EXERCISE AIM
Reproduce the listing below character for character, from its first line through the line that contains "point(135, 307)", both included.

DATA IN THIS EXERCISE

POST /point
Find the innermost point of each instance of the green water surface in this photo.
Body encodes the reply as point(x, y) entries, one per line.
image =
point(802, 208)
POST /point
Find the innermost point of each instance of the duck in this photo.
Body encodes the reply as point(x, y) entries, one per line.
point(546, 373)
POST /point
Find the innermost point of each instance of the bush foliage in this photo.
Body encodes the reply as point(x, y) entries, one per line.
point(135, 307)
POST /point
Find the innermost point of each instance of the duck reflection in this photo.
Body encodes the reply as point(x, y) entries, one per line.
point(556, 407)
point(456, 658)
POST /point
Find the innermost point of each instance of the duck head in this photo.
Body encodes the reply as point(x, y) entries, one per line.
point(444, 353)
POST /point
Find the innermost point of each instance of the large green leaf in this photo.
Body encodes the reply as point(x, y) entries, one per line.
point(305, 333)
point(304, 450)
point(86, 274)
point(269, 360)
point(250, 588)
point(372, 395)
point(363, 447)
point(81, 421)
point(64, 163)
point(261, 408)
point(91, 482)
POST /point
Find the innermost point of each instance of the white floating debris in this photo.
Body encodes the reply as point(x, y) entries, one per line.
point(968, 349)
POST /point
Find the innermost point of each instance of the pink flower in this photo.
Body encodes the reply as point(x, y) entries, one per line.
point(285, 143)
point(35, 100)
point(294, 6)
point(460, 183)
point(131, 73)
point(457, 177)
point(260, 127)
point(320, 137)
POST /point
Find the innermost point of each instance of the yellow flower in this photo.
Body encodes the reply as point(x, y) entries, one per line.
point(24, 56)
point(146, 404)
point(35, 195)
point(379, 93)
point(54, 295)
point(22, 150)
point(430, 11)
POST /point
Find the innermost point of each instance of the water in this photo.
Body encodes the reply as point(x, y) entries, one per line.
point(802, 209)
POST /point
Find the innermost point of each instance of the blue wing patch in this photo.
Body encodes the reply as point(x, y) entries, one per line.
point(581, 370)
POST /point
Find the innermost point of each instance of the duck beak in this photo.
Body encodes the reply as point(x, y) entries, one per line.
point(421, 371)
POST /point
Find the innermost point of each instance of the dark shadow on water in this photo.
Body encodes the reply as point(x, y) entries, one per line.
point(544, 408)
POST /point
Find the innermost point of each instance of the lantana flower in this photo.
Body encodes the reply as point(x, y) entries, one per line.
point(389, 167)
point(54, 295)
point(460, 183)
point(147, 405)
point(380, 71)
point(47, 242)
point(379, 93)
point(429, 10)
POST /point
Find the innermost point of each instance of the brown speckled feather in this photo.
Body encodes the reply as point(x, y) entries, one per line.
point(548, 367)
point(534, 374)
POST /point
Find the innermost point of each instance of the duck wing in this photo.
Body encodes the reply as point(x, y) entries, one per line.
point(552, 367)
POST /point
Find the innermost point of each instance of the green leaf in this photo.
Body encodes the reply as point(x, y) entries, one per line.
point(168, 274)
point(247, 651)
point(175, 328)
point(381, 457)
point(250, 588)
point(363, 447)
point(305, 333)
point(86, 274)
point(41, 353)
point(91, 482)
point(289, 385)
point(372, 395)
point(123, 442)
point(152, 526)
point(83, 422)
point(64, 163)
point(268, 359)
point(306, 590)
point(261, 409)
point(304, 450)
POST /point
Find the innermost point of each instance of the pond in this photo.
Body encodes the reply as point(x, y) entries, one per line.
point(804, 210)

OUTPUT BELOW
POST /point
Find the innermost point of each instance of the green water surface in this photo.
Body encodes the reply as point(x, y) entries, one per line.
image =
point(802, 208)
POST /point
Find the innermost point of each instance of the duck in this photo.
Body encodes the reply as point(x, y) entries, one per line.
point(546, 373)
POST /point
Find the innermost point of each instance of the bush foliage in this photo.
Body encodes the reply as point(x, y) entries, one per line.
point(135, 307)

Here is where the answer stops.